┏━━

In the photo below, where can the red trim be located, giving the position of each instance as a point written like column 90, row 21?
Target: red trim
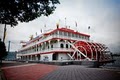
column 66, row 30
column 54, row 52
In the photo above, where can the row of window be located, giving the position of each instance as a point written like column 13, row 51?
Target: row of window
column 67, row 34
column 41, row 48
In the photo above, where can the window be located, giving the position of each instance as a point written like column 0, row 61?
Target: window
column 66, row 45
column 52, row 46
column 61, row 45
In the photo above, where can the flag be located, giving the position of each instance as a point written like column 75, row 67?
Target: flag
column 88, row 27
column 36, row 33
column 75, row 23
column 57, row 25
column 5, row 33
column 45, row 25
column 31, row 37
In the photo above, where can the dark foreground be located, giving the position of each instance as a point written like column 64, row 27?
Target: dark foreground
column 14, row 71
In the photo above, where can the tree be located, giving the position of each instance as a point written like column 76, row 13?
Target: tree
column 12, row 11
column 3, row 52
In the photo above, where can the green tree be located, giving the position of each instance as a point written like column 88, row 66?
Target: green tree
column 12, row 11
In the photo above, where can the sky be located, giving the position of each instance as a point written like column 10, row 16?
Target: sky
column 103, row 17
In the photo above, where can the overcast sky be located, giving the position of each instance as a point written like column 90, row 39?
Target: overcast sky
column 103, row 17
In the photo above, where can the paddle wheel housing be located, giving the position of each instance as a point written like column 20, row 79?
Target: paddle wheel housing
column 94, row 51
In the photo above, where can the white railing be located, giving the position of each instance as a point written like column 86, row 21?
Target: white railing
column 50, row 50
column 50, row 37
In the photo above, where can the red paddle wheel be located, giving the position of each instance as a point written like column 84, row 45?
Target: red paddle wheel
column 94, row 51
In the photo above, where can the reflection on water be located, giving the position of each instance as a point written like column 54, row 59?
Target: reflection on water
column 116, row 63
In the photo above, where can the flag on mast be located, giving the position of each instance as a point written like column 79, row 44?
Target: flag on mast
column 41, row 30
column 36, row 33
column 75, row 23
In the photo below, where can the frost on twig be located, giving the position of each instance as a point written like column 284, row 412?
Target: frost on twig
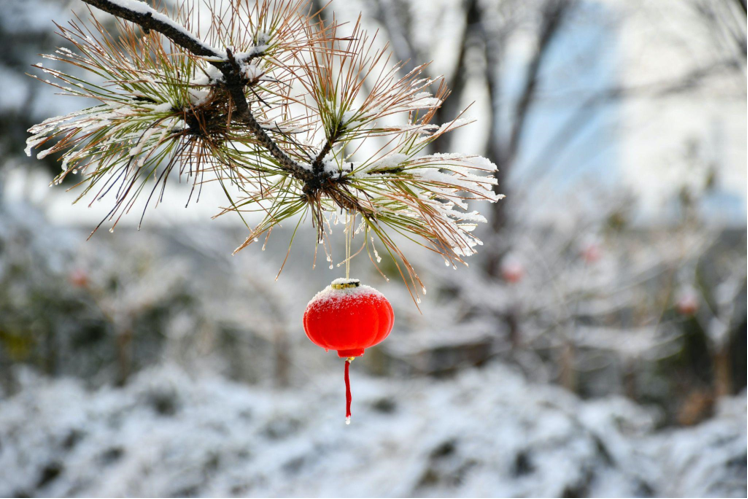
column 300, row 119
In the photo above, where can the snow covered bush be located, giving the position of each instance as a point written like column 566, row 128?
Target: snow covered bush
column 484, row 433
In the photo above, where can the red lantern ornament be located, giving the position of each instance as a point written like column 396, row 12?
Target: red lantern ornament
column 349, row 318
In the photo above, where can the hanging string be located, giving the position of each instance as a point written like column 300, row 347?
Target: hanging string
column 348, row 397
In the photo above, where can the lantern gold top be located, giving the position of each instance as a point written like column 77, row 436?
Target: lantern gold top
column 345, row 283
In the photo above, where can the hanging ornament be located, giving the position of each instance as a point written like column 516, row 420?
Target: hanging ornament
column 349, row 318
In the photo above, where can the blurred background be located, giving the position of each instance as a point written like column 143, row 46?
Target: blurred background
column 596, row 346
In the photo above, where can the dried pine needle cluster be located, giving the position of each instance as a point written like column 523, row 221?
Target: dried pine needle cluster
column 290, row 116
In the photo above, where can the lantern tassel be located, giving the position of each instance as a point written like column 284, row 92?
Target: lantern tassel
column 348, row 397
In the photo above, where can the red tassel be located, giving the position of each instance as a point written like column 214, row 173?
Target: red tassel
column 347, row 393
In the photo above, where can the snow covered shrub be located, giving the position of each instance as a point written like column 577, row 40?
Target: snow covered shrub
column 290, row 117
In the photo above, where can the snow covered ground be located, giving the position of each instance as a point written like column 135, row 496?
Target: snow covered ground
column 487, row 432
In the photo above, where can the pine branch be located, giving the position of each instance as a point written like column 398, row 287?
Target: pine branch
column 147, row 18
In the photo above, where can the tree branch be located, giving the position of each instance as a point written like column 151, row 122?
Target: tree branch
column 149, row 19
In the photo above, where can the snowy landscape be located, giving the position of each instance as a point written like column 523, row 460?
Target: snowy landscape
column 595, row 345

┗━━
┏━━

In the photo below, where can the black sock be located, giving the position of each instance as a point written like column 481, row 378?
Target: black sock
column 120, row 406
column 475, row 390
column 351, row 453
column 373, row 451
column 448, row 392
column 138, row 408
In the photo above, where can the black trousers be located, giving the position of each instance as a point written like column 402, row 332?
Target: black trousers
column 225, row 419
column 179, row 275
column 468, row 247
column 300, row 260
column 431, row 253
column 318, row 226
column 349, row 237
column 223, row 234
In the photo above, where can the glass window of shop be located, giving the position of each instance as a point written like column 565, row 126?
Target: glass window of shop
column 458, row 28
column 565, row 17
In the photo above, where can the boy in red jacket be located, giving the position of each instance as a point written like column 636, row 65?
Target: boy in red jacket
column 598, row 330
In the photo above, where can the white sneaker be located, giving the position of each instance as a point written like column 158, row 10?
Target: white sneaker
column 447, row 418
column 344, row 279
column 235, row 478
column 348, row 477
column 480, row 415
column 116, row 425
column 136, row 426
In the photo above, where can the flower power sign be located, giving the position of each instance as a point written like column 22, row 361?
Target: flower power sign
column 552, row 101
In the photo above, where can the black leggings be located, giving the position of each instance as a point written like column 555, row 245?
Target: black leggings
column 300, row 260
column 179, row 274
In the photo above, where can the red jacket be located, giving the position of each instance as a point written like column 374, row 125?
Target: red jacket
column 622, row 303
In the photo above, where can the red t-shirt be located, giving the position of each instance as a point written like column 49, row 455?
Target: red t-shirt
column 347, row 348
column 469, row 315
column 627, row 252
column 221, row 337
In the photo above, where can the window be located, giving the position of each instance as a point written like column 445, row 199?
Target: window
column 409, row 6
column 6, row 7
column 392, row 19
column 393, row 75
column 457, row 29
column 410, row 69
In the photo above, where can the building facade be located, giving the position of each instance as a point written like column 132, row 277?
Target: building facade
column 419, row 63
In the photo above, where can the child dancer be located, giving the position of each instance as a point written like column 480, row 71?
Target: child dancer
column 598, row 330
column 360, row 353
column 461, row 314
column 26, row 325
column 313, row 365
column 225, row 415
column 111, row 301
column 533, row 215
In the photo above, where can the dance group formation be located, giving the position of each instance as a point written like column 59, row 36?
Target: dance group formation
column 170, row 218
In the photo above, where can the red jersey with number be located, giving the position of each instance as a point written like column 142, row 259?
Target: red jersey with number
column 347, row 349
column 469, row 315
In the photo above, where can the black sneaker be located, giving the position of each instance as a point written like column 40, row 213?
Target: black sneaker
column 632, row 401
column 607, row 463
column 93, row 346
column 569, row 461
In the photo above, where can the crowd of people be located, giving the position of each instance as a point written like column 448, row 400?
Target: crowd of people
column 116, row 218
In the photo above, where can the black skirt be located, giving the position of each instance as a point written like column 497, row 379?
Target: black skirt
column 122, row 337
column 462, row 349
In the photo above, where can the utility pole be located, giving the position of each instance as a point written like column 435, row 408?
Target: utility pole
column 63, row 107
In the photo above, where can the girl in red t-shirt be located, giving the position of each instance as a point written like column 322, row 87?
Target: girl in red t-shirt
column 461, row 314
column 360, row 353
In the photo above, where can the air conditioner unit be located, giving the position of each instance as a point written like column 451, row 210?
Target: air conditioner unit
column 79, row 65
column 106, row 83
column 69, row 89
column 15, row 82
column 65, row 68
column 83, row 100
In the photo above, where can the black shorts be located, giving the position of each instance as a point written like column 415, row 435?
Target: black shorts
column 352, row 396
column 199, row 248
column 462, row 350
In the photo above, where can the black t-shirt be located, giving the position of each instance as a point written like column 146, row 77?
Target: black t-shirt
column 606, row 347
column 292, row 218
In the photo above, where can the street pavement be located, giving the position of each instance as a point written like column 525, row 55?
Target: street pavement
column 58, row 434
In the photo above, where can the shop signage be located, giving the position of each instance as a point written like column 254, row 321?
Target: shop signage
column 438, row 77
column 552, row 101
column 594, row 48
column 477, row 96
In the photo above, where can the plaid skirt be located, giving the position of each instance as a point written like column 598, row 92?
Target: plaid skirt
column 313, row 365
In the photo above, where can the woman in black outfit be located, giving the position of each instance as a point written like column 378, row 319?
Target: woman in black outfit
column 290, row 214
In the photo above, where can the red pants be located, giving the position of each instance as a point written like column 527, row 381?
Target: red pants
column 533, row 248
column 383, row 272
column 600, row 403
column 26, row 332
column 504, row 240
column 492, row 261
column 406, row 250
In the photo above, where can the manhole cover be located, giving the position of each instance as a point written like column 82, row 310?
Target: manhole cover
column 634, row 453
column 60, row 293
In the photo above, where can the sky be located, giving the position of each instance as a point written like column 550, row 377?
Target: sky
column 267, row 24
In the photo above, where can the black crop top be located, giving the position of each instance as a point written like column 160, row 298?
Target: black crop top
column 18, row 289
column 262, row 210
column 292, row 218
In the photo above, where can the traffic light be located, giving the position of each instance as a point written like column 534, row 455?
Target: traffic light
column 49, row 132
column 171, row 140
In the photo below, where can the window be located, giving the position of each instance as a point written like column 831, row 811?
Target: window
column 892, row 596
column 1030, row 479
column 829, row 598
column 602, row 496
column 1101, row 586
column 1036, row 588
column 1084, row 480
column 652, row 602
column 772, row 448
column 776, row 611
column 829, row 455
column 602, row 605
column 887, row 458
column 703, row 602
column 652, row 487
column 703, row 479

┗━━

§ AIM OF THE EXERCISE
What lines in the data above carry "below"? Return them all.

§ PROBLEM SOLUTION
In the photo below, where can the red trim be located, giving the position of each instance as a point written like column 90, row 21?
In the photo below, where can the frost on twig be located, giving the position of each instance as a point written like column 284, row 412?
In the photo below, where can the black sock be located, giving the position of each instance as a point written like column 481, row 378?
In the photo below, where can the window be located, giving the position of each instance as a point written like column 831, row 811?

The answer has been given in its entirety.